Exercise: Give the data below again exactly as it stands. Omit the pictures.

....................

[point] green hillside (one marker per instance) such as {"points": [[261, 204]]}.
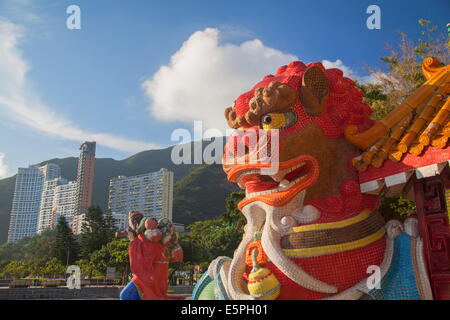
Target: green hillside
{"points": [[199, 190]]}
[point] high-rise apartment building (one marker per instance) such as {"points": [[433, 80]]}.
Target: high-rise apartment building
{"points": [[27, 199], [58, 199], [46, 206], [150, 193], [64, 200], [85, 177]]}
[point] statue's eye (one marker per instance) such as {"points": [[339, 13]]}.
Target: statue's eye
{"points": [[273, 121], [267, 119]]}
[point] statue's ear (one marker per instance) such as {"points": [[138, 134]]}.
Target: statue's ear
{"points": [[314, 91]]}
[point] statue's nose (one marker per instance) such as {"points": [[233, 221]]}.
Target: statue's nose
{"points": [[242, 143]]}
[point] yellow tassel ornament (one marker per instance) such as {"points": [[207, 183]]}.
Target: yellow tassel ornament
{"points": [[262, 283]]}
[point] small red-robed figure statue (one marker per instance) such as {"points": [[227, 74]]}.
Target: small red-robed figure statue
{"points": [[153, 244]]}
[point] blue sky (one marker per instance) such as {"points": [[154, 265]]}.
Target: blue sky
{"points": [[117, 80]]}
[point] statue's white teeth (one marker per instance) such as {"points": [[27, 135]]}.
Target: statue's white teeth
{"points": [[284, 183]]}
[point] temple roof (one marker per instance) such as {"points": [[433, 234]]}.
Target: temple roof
{"points": [[411, 133]]}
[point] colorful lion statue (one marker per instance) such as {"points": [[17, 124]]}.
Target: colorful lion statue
{"points": [[153, 244], [311, 233]]}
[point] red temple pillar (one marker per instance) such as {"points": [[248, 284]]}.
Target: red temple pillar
{"points": [[431, 202]]}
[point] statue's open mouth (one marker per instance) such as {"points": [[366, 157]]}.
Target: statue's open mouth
{"points": [[277, 189]]}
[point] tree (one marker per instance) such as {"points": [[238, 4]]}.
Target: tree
{"points": [[404, 69], [96, 231], [212, 238], [66, 247], [53, 268], [16, 269]]}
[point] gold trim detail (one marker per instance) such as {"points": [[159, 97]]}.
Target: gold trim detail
{"points": [[332, 225], [309, 252]]}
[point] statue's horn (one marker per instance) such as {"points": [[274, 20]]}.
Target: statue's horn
{"points": [[314, 91]]}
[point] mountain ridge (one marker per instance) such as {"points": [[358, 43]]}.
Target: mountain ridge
{"points": [[199, 189]]}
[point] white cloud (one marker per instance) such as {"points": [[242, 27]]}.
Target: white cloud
{"points": [[204, 77], [4, 169], [21, 104], [349, 73]]}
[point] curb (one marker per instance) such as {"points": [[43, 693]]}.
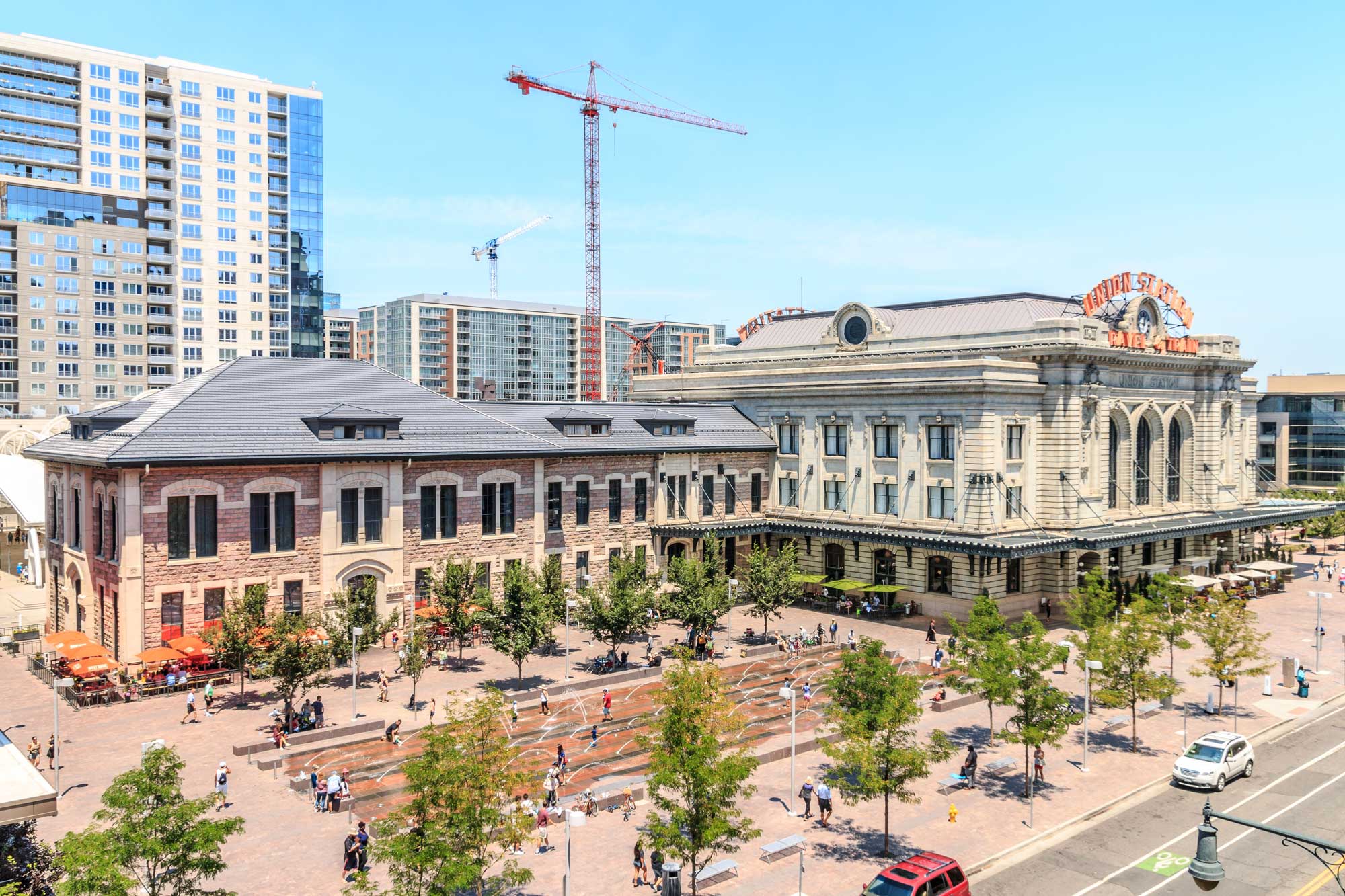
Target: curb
{"points": [[976, 868]]}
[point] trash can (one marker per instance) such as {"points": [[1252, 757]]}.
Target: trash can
{"points": [[672, 879]]}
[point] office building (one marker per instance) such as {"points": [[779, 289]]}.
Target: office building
{"points": [[1301, 432], [158, 217]]}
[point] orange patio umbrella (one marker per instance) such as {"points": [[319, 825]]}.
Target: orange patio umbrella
{"points": [[159, 655], [93, 666], [60, 639], [193, 646], [84, 651]]}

....................

Finished exercise:
[point] green hillside (one marker per instance) such as {"points": [[261, 204]]}.
Target: green hillside
{"points": [[199, 190]]}
[point] high-rise apartment building (one marker per instance) such as {"points": [[433, 80]]}.
Target: high-rise apartment building
{"points": [[27, 199], [58, 199], [46, 206], [150, 193], [64, 200], [85, 177]]}
[point] statue's eye (one marker per instance) such as {"points": [[339, 13]]}.
Target: statue's eye
{"points": [[273, 121], [267, 119]]}
[point] statue's ear (one marker per instance) such as {"points": [[138, 134]]}.
Target: statue's ear
{"points": [[314, 91]]}
[point] statue's nose (one marker per instance) such as {"points": [[233, 221]]}.
Target: statue's nose
{"points": [[242, 143]]}
[point] yellow tassel ornament (one marker per instance) such as {"points": [[207, 183]]}.
Target: yellow tassel ornament
{"points": [[262, 283]]}
[point] small red-robed figure statue (one marker per instance) such as {"points": [[227, 74]]}.
Target: small red-robed figure statue
{"points": [[153, 244]]}
[point] blue sky (one marker per instance) such as {"points": [[154, 265]]}.
Target: blue sky
{"points": [[117, 80]]}
[point] statue's white teeth (one marker per instance) such as {"points": [[27, 135]]}.
Target: statue's white teeth
{"points": [[284, 183]]}
[point] temple roof (one marker per instance) such as {"points": [[433, 234]]}.
Target: temple roof
{"points": [[411, 133]]}
[point] colorful lion statue (one marker per instance) such as {"points": [[17, 124]]}.
Target: colorful lion statue
{"points": [[153, 244], [311, 233]]}
[point] red temple pillar (one marker per instance) such as {"points": [[248, 284]]}.
Target: red temple pillar
{"points": [[431, 202]]}
[point] statue's open mouth (one marker per instance) such as {"points": [[366, 157]]}.
Target: statue's open mouth
{"points": [[277, 189]]}
[point] tree (one marker per instance) such as {"points": [[238, 4]]}.
Target: tree
{"points": [[404, 69], [96, 231], [212, 238], [66, 247], [53, 268], [16, 269]]}
[point] gold trim detail (one marker per instance) such as {"points": [[159, 97]]}.
Target: gold trim detail
{"points": [[332, 225], [309, 252]]}
[point] statue's horn (one marker per instance) such as {"points": [[274, 20]]}.
Target: statue's horn
{"points": [[314, 91]]}
[point] mountain ridge (one marker per instance) such as {"points": [[358, 43]]}.
Target: mountain ridge
{"points": [[199, 189]]}
[point] white cloud (one marker per instance) such as {"points": [[242, 27]]}.
Target: white cloud
{"points": [[204, 77], [4, 169], [21, 104], [349, 73]]}
[point] curb (one marker per instance) such as {"points": [[43, 693]]}.
Target: curb
{"points": [[976, 868]]}
[point] trash can (one marker per instance) such as {"points": [[1252, 757]]}.
Target: trash can
{"points": [[672, 879]]}
[point] office building (one marker per instance) such as {"points": [[779, 289]]}.
Target: office building
{"points": [[1301, 432], [158, 217]]}
[point] orange patio umbrella (one marker per instance) such as {"points": [[319, 825]]}.
Target: orange patio umbrella
{"points": [[159, 655], [93, 666], [60, 639], [193, 646], [84, 651]]}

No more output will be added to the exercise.